## Passage provided
** Start **

How do I have belonging when certain entities — corporations, nonprofits, whatever they may be — have such an outsized influence on what this place is becoming? I think peeling those conversations back and opening them up is important.

I don't know if that answers your question about what was most surprising, but the process of being uncomfortable in those conversations is key. You know yourself here at NPR, it’s uncomfortable because you don’t want to create controversy for the sake of controversy. You don’t want to critique for the sake of critiquing. The biggest obstacle is making sure we understand motivations going in.

I've had a lot of feedback on that conversation — much of it really good — about maybe giving permission to have conversations most people would be uncomfortable having, including myself.

Matthew Moore: What are conversations you haven’t had yet that you’re looking forward to — whether it’s a topic or a specific person?

Mike Rush: When you orient a conversation around belonging, everybody has a voice in that. Literally, I could have a conversation with half a million people — half a million episodes — and I’d learn something from every one.

One underlying theme when we talk about belonging, especially over the past two seasons, has been this element of faith and its relationship to belonging. How does Southern Bible Belt culture play into that? How do politics play into it?

** End **

## Image annotation data
** Start **

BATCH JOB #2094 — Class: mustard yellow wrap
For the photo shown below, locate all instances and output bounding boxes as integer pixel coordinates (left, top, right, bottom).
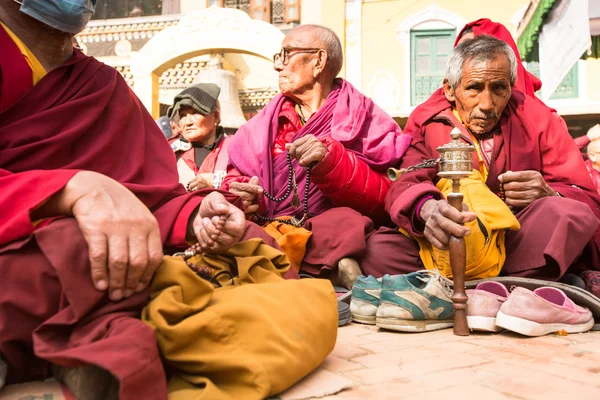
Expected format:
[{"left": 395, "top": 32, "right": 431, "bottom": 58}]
[
  {"left": 415, "top": 170, "right": 521, "bottom": 280},
  {"left": 141, "top": 239, "right": 337, "bottom": 400},
  {"left": 263, "top": 217, "right": 312, "bottom": 271}
]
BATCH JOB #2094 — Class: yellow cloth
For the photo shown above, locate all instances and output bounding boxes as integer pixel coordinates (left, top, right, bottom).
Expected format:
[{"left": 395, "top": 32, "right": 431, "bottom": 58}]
[
  {"left": 0, "top": 22, "right": 46, "bottom": 86},
  {"left": 142, "top": 239, "right": 337, "bottom": 400},
  {"left": 410, "top": 169, "right": 521, "bottom": 280},
  {"left": 263, "top": 221, "right": 312, "bottom": 271}
]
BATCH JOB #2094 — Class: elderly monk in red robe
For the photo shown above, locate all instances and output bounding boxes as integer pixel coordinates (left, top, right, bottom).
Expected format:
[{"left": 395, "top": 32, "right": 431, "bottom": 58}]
[
  {"left": 224, "top": 25, "right": 409, "bottom": 288},
  {"left": 0, "top": 0, "right": 335, "bottom": 399},
  {"left": 386, "top": 35, "right": 600, "bottom": 296}
]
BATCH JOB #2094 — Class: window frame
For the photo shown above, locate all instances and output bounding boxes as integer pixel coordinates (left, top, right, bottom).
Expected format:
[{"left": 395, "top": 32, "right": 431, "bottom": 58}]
[{"left": 409, "top": 28, "right": 457, "bottom": 107}]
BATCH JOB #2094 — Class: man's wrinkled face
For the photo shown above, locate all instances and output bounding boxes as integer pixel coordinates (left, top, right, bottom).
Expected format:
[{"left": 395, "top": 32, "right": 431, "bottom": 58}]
[
  {"left": 179, "top": 107, "right": 217, "bottom": 144},
  {"left": 273, "top": 31, "right": 319, "bottom": 96},
  {"left": 444, "top": 54, "right": 512, "bottom": 135}
]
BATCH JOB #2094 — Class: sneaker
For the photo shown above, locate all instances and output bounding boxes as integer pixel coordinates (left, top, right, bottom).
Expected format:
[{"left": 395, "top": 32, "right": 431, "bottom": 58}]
[
  {"left": 329, "top": 257, "right": 362, "bottom": 290},
  {"left": 51, "top": 364, "right": 119, "bottom": 400},
  {"left": 496, "top": 287, "right": 594, "bottom": 336},
  {"left": 350, "top": 275, "right": 382, "bottom": 325},
  {"left": 375, "top": 270, "right": 454, "bottom": 332},
  {"left": 467, "top": 281, "right": 509, "bottom": 332},
  {"left": 580, "top": 271, "right": 600, "bottom": 297},
  {"left": 338, "top": 300, "right": 352, "bottom": 327}
]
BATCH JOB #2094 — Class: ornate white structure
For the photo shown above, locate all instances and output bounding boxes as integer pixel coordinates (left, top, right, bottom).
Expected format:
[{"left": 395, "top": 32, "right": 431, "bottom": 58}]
[{"left": 130, "top": 7, "right": 285, "bottom": 118}]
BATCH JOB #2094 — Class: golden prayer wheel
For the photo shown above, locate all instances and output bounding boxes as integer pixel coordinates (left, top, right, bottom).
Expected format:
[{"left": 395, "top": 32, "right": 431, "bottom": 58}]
[
  {"left": 437, "top": 128, "right": 475, "bottom": 336},
  {"left": 438, "top": 128, "right": 475, "bottom": 180}
]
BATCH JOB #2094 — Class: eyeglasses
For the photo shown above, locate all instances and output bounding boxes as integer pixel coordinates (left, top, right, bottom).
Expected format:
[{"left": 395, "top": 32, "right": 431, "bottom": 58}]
[{"left": 273, "top": 47, "right": 325, "bottom": 65}]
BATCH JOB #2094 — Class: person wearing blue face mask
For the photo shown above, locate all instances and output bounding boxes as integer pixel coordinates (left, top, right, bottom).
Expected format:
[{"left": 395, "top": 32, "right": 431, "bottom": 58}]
[
  {"left": 14, "top": 0, "right": 96, "bottom": 34},
  {"left": 0, "top": 0, "right": 337, "bottom": 400}
]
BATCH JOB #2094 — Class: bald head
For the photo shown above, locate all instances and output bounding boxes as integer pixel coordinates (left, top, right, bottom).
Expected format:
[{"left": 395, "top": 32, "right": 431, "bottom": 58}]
[{"left": 286, "top": 25, "right": 344, "bottom": 79}]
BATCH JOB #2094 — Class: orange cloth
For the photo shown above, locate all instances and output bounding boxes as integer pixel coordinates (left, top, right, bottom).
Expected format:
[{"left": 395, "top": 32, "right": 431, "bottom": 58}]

** End **

## Exercises
a) Summarize the interview excerpt in two sentences.
b) Change "Expected format" to "Required format" in everything from the line of the records containing "BATCH JOB #2094 — Class: person" down to the end of the records. Return only those lines, with nothing else altered.
The interview excerpt and the records are unrelated to each other.

## Exercise solutions
a) The interview excerpt holds that it is important to open up uncomfortable conversations about belonging, including conversations about the outsized influence of corporations and nonprofits, and it names understanding motivations as the biggest obstacle. Asked by Matthew Moore about conversations still ahead, Mike Rush says that everybody has a voice when a conversation centers on belonging, and he names faith and its relationship to belonging as an underlying theme of the past two seasons.

b)
BATCH JOB #2094 — Class: person wearing blue face mask
For the photo shown above, locate all instances and output bounding boxes as integer pixel coordinates (left, top, right, bottom).
Required format:
[{"left": 395, "top": 32, "right": 431, "bottom": 58}]
[
  {"left": 14, "top": 0, "right": 96, "bottom": 34},
  {"left": 0, "top": 0, "right": 337, "bottom": 400}
]
BATCH JOB #2094 — Class: bald head
For the photo shown above, locate all instances and output bounding boxes as integer pixel coordinates (left, top, right, bottom).
Required format:
[{"left": 395, "top": 32, "right": 431, "bottom": 58}]
[{"left": 286, "top": 25, "right": 344, "bottom": 79}]
BATCH JOB #2094 — Class: orange cloth
For the photo shown above, locate all instances and output bounding boxes as integer pixel coordinates (left, top, right, bottom).
Required format:
[{"left": 395, "top": 32, "right": 431, "bottom": 58}]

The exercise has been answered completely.